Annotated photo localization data
▶

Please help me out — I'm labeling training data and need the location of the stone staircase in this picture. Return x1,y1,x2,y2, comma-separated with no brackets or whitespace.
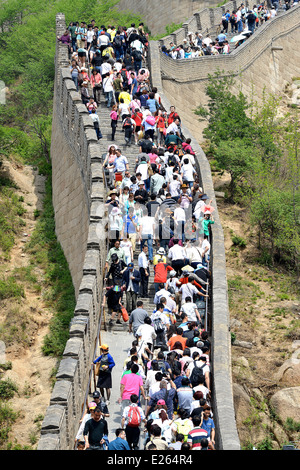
95,99,158,329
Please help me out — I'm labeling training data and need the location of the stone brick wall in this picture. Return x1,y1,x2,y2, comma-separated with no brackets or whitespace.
118,0,221,36
161,5,300,141
37,13,108,450
157,0,257,46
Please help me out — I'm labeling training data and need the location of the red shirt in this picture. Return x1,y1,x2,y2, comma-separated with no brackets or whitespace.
132,112,143,127
168,335,187,350
154,263,173,283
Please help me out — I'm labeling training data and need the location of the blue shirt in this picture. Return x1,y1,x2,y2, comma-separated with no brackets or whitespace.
131,78,138,96
123,214,138,234
201,417,215,438
113,155,128,172
107,436,130,450
146,98,157,113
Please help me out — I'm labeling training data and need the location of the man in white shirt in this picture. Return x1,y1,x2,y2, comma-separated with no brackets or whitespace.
201,235,211,264
168,175,181,199
174,206,186,240
166,118,180,136
181,157,196,187
100,60,112,77
180,296,201,323
113,149,129,174
186,352,210,391
202,34,212,47
136,316,157,351
136,157,149,181
139,208,155,263
179,280,199,304
102,71,114,107
138,245,149,298
151,303,169,346
153,284,171,306
168,239,186,275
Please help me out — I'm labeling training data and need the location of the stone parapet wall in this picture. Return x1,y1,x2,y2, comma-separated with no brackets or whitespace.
148,40,240,450
118,0,221,36
160,5,300,81
37,13,108,450
160,5,300,143
158,0,257,46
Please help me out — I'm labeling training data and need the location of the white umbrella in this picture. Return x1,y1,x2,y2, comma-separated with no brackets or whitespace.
230,34,246,43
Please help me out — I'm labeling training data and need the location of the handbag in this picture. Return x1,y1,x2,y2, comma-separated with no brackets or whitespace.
95,362,101,376
121,305,129,322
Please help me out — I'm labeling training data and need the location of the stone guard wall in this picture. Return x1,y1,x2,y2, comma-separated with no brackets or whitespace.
118,0,221,37
37,13,108,450
157,0,257,46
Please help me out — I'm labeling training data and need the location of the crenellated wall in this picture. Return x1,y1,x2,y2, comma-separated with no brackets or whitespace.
118,0,221,36
38,2,300,451
156,0,257,45
37,13,108,450
160,5,300,138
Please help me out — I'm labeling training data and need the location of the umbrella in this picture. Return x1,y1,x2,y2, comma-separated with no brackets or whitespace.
182,265,194,272
230,34,246,43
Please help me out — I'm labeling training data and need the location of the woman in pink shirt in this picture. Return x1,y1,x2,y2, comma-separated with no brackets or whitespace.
118,364,146,409
90,69,102,104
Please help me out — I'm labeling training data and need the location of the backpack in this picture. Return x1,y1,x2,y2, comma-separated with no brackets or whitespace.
190,361,205,387
133,50,143,61
167,154,177,167
121,69,128,88
123,117,132,128
153,316,165,333
114,35,122,48
157,359,167,373
176,419,191,442
127,404,141,427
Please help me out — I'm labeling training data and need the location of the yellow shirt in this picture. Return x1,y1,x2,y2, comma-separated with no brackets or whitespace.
102,46,114,58
153,254,167,266
119,92,131,104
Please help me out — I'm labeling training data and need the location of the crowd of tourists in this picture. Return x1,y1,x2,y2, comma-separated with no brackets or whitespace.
59,15,216,452
160,1,293,58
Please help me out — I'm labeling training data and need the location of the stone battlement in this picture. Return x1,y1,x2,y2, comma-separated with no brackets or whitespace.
37,13,108,450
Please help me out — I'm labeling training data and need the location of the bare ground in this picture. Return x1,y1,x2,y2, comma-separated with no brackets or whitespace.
0,160,57,448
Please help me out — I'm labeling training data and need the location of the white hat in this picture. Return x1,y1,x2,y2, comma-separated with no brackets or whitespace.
157,247,165,254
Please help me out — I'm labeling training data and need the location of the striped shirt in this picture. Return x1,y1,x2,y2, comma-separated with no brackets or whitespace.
187,427,208,450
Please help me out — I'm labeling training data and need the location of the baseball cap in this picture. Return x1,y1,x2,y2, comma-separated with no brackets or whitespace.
157,399,166,405
88,402,97,410
100,344,109,351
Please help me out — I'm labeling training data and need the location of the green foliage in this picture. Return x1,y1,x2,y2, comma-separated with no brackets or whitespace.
0,402,18,446
0,276,25,300
195,72,300,273
231,235,247,248
284,417,300,433
151,22,183,40
256,436,274,450
25,175,76,357
0,379,18,400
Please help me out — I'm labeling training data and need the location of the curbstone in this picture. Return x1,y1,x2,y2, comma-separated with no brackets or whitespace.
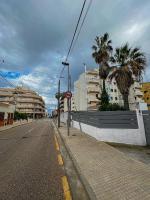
52,120,97,200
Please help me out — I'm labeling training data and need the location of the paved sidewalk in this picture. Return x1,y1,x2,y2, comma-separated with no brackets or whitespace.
0,119,33,132
54,123,150,200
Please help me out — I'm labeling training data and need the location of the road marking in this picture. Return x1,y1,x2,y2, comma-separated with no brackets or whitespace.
62,176,72,200
54,135,60,151
28,128,34,133
58,154,64,166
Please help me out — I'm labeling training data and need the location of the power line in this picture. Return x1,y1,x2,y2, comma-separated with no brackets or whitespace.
65,0,87,62
71,0,93,54
60,0,88,78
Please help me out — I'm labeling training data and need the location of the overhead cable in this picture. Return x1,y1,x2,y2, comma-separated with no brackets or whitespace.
65,0,87,61
71,0,93,54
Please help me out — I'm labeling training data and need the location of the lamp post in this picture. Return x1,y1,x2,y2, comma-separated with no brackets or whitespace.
57,76,64,128
62,61,71,136
83,63,88,111
57,79,61,128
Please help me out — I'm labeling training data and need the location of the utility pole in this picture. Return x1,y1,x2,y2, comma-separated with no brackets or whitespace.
83,63,88,111
57,79,60,128
62,61,70,136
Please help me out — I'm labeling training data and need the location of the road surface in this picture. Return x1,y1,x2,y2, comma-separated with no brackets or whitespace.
0,119,65,200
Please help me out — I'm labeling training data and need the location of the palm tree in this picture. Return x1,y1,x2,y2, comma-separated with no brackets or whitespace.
92,33,113,89
109,43,146,110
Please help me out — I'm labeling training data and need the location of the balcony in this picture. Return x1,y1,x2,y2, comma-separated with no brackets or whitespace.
135,90,143,97
87,78,99,84
134,82,142,89
16,105,43,109
87,87,99,93
88,105,97,110
86,71,98,75
88,99,99,104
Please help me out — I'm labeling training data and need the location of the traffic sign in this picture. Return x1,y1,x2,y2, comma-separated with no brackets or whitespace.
65,91,72,99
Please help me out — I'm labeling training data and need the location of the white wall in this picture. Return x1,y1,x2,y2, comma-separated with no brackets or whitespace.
72,110,146,146
60,112,68,123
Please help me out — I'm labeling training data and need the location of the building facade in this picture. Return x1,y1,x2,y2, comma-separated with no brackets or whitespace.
141,82,150,110
0,102,15,127
74,69,100,111
74,68,144,111
0,87,45,118
60,95,76,112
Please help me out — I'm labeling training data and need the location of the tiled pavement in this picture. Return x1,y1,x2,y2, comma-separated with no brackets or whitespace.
57,124,150,200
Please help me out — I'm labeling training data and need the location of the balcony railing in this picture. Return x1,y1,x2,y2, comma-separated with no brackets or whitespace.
135,90,143,97
87,77,99,82
87,87,99,93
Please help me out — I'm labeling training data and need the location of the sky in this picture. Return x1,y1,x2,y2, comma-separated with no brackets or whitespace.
0,0,150,111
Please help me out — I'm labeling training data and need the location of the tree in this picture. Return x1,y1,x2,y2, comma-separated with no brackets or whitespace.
109,43,146,110
98,88,109,111
14,111,27,120
92,33,113,89
55,92,65,100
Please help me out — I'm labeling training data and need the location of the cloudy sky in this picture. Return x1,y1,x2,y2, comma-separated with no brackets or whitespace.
0,0,150,110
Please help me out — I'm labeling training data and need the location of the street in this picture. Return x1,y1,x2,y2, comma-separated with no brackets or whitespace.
0,120,65,200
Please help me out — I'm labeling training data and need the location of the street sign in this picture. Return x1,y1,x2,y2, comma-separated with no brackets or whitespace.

◀

• Task brief: Please transcribe exactly the line containing "the balcony railing" and every line after it to the end of the data, and no other lines.

• Exercise solution:
Please help me out — I'm labeling training data and need the location of the balcony railing in this picture. Return x1,y1,x2,y2, comma-separated with no brackets or whitespace.
135,90,143,97
87,77,99,82
87,87,99,93
Please help me out — I'm labeling training data and need the location of the sky in this picture. Return x1,y1,x2,y2, comma-separated with no brackets or whitespace.
0,0,150,111
Please help me out — I'm labeling training data and need the location of the tree in this picture. Return x1,y1,x2,y2, comma-separated with no brackets or whitespace.
109,43,146,110
98,88,109,111
14,111,27,120
92,33,113,89
55,92,65,100
Please help me out — I'm labeling training data and need the location of the cloudy sky in this picture. Return x1,y1,x2,y2, comma-separated with no brackets or whitespace.
0,0,150,110
Please help me out — I'm labeling training data and need the location of the street in this picture. Return x1,y1,x2,y2, comma-separated with no brackets or whitespace.
0,120,65,200
Please help me out — I'm labeling training data and need the location of the street sign in this picture. Return x1,y1,x2,y2, comma-separated with no brackets or whitespace.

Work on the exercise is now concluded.